Brano di lettura

* * *

Giuseppe Massari scrisse intorno al 1830 una relazione sul brigantaggio, che ci parla delle misere condizioni dei contadini per i quali la vita del brigante abbonda di attrattive. Il furto non desta ripugnanza, ma diventa un mezzo legittimo e facile di sussistenza. Dice Massari che se non ci fossero stati i Borboni il problema avrebbe sicuramente proporzioni minori: i Borboni hanno portato ignoranza, superstizione, mancanza di fede nelle leggi e nella giustizia..
La massima aspirazione dei contadini durante le frequenti rivolte era di ottenere il possesso della terra. Non essendo organizzato da nessuna forza, il movimento contadino finiva per essere influenzato dai leggittimisti e dai clericali.
Queste masse contadine del Sud erano rimaste estranee alla rivoluzione liberal-nazionale: gli interessi infatti erano prettamente borghesi (economia). I contadini che avevano accolto con gioia Garibaldi avevano sperato nella ridistribuzione delle terre, ma erano rimasti delusi. E delusi erano anche riguardo all’autonomia tanto sperata della Sicilia.
Con la nuova istituzione venivano meno le attività legate alle strutture paternalistiche e si inaspriva la pressione fiscale. Inoltre non era vista di buon occhio la coscrizione militare obbligatoria (molti scapparono).
Il brigante era spesso un tipo vendicativo, brutale, specialmente verso i ricchi, privo di organizzazione, spesso crudele e sanguinario.
Le operazioni militari riportarono l’ordine nel sud, ma non avviarono a soluzione il problema agrario e sociale del Mezzogiorno
Il Ricasoli, successo a Cavour, represse il fenomeno del brigantaggio aiutato anche dalla guardia Nazionale. Le lotte continuarono fino al 1870 e anche per l’esercito ci furono numerosissime perdite.

* * *

Compito
Puoi restituire, parola per parola, tutto ciò che nel brano sul brigantaggio va da "La massima aspirazione" giù fino a "obbligatoria (molti scapparono)."?

* * *

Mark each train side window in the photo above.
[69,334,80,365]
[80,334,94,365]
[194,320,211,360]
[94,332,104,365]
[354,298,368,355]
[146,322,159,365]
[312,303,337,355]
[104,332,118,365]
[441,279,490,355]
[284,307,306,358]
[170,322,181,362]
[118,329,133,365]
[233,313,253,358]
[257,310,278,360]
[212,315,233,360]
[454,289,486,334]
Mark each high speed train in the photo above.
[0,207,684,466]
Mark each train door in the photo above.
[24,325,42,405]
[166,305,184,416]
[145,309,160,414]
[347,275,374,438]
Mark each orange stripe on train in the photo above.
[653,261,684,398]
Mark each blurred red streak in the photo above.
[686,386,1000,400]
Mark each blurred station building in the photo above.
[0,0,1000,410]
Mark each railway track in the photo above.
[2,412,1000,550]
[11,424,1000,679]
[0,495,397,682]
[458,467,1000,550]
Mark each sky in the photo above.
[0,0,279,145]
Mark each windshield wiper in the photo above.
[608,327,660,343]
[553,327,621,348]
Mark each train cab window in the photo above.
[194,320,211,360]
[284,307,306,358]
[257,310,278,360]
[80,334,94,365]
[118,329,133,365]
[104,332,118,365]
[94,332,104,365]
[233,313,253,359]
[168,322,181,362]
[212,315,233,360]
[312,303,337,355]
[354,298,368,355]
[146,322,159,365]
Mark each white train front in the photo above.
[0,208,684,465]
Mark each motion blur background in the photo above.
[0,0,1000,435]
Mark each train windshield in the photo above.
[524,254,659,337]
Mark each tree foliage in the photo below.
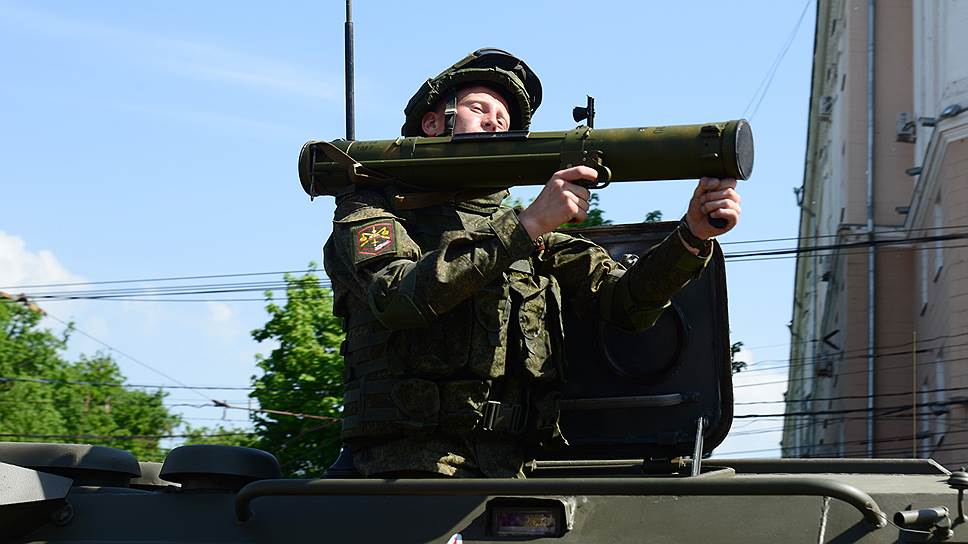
[0,299,180,460]
[729,342,746,374]
[251,264,343,476]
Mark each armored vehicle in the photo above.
[7,223,968,543]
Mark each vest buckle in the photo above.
[481,400,524,434]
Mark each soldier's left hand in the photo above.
[686,178,741,240]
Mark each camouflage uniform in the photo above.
[324,188,708,477]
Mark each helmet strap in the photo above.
[444,92,457,136]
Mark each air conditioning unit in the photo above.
[817,95,834,121]
[895,111,918,144]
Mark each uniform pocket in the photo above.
[440,380,490,434]
[468,278,511,378]
[514,277,557,379]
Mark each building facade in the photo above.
[781,0,968,465]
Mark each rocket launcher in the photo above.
[299,119,753,202]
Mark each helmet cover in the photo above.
[400,48,541,136]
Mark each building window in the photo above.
[931,357,948,445]
[918,245,929,315]
[932,197,944,281]
[918,386,934,458]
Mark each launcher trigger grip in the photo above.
[582,150,612,189]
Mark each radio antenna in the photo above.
[343,0,356,140]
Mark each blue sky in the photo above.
[0,0,814,455]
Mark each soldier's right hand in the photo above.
[518,166,598,240]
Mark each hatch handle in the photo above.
[235,476,888,529]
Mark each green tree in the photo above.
[182,425,259,448]
[0,298,180,460]
[251,263,343,476]
[729,342,746,374]
[559,193,612,229]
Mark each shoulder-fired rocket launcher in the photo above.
[299,119,753,202]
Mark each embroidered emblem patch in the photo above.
[353,221,397,262]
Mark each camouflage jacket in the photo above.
[323,190,708,476]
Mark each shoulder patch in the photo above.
[352,219,397,263]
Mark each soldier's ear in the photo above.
[420,111,444,136]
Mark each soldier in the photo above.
[323,49,740,477]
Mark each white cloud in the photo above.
[204,302,243,342]
[0,231,84,286]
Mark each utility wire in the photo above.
[7,224,968,291]
[9,233,968,302]
[47,312,214,402]
[742,0,812,120]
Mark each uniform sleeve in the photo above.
[324,197,536,329]
[539,224,711,331]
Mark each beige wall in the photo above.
[783,0,968,464]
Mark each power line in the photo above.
[41,312,215,402]
[7,233,968,302]
[742,0,812,120]
[733,398,968,419]
[0,268,316,290]
[0,224,968,296]
[734,387,968,406]
[0,431,256,440]
[0,376,299,392]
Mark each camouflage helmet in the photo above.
[401,48,541,136]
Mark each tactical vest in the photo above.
[334,192,563,444]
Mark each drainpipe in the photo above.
[867,0,876,457]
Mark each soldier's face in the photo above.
[422,86,511,136]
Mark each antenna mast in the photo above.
[343,0,356,140]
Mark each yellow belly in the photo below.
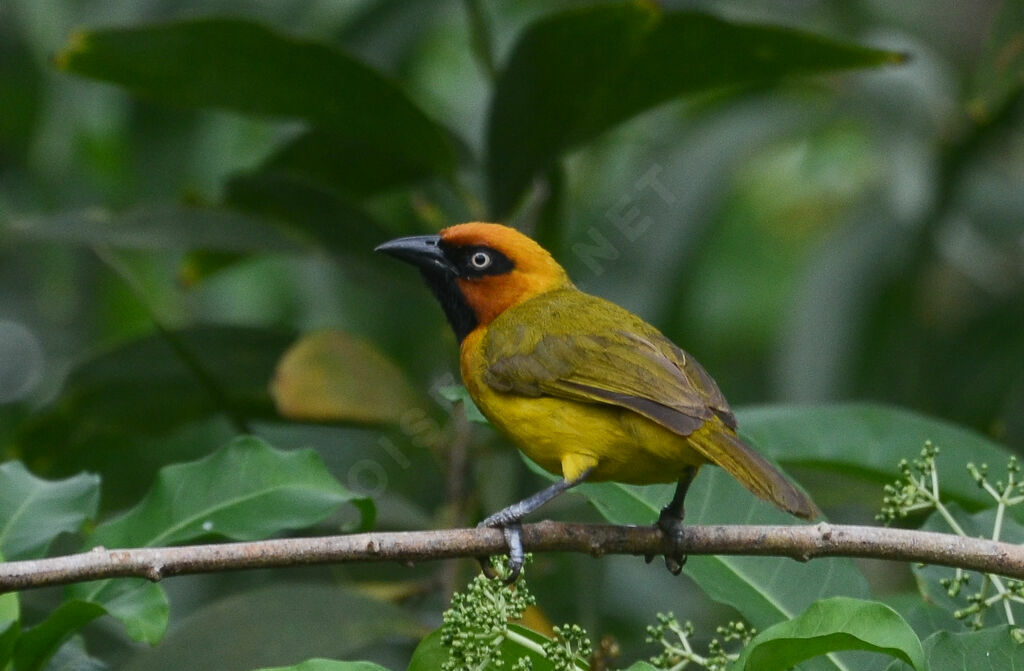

* * *

Risultato atteso
La massima aspirazione dei contadini durante le frequenti rivolte era di ottenere il possesso della terra. Non essendo organizzato da nessuna forza, il movimento contadino finiva per essere influenzato dai leggittimisti e dai clericali.
Queste masse contadine del Sud erano rimaste estranee alla rivoluzione liberal-nazionale: gli interessi infatti erano prettamente borghesi (economia). I contadini che avevano accolto con gioia Garibaldi avevano sperato nella ridistribuzione delle terre, ma erano rimasti delusi. E delusi erano anche riguardo all’autonomia tanto sperata della Sicilia.
Con la nuova istituzione venivano meno le attività legate alle strutture paternalistiche e si inaspriva la pressione fiscale. Inoltre non era vista di buon occhio la coscrizione militare obbligatoria (molti scapparono).